## TUJUAN TUGAS
Tuliskan kembali seluruh kutipan tentang tagihan sisa ganti rugi lahan SD Inpres Pohon Bao tanpa mengubah satu kata atau tanda baca pun.

## KUTIPAN
- - - -
Salah satu ahli waris pemilik lahan SD Inpres Pohon Bao, Max Labina menagih sisa ganti rugi lahan tersebut sebesar Rp.150.000.000 dari total nilai ganti rugi yang seharusnya berjumlah Rp.350.000.000, yang masih belum diselesaikan Pemerintah Kabupaten Flores Timur hingga saat ini. “Saya sudah lupa tahun berapa. Tapi waktu itu pak bupati (ketika itu Yoseph Lagadoni Herin, Red) yang sendiri menelpon bapa saya (almarhum Aloysius Boki Labina, Red) bahwa Pemda akan membayar total ganti rugi lahan SD Inpres Pohon Bao, sebesar Rp. 350 juta,” kata Max Labina mengawali penuturannya kepada wartawan, Rabu (9/6) di Larantuka.
- - - -
## DATA MENTAH
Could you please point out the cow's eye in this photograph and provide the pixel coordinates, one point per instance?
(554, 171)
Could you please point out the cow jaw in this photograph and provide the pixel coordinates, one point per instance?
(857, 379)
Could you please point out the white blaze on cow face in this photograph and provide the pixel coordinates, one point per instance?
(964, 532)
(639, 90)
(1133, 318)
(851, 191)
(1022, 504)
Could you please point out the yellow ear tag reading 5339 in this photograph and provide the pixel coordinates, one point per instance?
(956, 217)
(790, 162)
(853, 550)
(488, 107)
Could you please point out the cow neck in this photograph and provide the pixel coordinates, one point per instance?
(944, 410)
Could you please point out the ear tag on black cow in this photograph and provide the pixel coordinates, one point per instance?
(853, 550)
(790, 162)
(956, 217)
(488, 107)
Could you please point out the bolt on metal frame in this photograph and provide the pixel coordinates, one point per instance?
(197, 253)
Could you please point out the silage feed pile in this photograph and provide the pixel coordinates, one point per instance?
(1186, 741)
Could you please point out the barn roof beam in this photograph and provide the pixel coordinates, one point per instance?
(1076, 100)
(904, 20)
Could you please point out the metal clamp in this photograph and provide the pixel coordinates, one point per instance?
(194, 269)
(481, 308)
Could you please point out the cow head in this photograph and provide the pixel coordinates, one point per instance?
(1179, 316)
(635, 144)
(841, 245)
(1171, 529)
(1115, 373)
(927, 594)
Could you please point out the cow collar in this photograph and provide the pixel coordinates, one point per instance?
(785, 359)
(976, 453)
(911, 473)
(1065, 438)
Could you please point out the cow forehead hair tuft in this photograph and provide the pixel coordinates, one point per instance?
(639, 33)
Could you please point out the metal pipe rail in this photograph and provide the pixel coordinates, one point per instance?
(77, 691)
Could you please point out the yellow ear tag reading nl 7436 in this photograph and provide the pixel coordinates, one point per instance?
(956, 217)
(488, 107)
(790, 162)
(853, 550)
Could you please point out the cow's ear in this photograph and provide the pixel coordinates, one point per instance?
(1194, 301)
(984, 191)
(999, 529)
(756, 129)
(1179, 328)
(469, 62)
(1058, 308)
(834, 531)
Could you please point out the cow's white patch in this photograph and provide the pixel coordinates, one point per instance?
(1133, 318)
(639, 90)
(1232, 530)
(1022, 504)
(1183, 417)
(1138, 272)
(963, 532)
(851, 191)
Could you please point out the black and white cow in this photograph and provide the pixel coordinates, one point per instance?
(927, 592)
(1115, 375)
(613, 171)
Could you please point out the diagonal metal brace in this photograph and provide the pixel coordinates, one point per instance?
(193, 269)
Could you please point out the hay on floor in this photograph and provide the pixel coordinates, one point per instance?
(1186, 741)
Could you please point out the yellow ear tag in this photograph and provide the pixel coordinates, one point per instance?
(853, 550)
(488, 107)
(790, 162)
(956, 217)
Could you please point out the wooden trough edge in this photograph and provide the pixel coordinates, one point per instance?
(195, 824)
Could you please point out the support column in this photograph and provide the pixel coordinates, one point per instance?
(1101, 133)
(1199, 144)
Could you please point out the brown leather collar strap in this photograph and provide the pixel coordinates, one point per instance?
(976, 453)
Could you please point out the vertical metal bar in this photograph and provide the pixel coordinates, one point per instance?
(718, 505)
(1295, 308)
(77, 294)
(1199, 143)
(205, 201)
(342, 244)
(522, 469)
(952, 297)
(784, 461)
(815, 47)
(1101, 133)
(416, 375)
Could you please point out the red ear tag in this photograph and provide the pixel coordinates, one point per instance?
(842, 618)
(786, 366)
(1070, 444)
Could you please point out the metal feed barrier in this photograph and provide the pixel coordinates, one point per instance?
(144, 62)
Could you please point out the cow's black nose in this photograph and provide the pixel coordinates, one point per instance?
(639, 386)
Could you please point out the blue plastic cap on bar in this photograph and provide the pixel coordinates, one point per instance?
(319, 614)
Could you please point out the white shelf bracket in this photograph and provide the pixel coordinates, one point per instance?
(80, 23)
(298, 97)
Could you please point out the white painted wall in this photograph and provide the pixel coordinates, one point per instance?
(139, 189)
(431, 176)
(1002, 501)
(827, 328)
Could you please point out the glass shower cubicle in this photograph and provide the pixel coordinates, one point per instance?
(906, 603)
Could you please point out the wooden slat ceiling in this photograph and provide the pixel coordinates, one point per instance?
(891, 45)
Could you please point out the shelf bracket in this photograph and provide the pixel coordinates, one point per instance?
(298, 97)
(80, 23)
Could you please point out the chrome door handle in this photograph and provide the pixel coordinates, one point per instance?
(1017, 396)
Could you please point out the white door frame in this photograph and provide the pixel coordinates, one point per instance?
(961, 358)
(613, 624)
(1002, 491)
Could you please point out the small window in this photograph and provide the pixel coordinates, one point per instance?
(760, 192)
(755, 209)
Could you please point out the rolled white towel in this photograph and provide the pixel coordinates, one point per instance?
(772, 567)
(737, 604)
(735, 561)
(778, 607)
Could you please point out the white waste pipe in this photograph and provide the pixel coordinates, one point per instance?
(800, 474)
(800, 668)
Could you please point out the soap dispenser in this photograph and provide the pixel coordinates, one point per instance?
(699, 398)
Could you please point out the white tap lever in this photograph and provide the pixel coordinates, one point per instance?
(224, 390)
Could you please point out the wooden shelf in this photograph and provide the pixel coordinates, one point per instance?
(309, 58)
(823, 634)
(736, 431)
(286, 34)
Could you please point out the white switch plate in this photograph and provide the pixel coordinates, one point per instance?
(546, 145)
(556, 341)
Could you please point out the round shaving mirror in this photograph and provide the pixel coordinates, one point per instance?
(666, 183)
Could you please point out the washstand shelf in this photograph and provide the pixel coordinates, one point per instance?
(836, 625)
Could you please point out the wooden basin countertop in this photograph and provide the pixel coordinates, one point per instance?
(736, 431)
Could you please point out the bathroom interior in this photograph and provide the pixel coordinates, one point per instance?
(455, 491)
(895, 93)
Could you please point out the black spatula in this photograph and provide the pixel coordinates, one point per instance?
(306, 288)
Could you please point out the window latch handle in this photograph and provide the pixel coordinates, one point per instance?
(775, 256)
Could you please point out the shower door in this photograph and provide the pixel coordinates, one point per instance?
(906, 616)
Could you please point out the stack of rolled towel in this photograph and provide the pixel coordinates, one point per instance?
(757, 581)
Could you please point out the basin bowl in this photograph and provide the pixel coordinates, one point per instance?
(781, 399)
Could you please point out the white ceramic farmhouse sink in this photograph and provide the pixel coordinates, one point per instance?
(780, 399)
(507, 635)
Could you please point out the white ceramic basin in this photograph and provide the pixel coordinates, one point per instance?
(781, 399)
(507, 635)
- - - -
## JAWABAN LATIHAN
Salah satu ahli waris pemilik lahan SD Inpres Pohon Bao, Max Labina menagih sisa ganti rugi lahan tersebut sebesar Rp.150.000.000 dari total nilai ganti rugi yang seharusnya berjumlah Rp.350.000.000, yang masih belum diselesaikan Pemerintah Kabupaten Flores Timur hingga saat ini. “Saya sudah lupa tahun berapa. Tapi waktu itu pak bupati (ketika itu Yoseph Lagadoni Herin, Red) yang sendiri menelpon bapa saya (almarhum Aloysius Boki Labina, Red) bahwa Pemda akan membayar total ganti rugi lahan SD Inpres Pohon Bao, sebesar Rp. 350 juta,” kata Max Labina mengawali penuturannya kepada wartawan, Rabu (9/6) di Larantuka.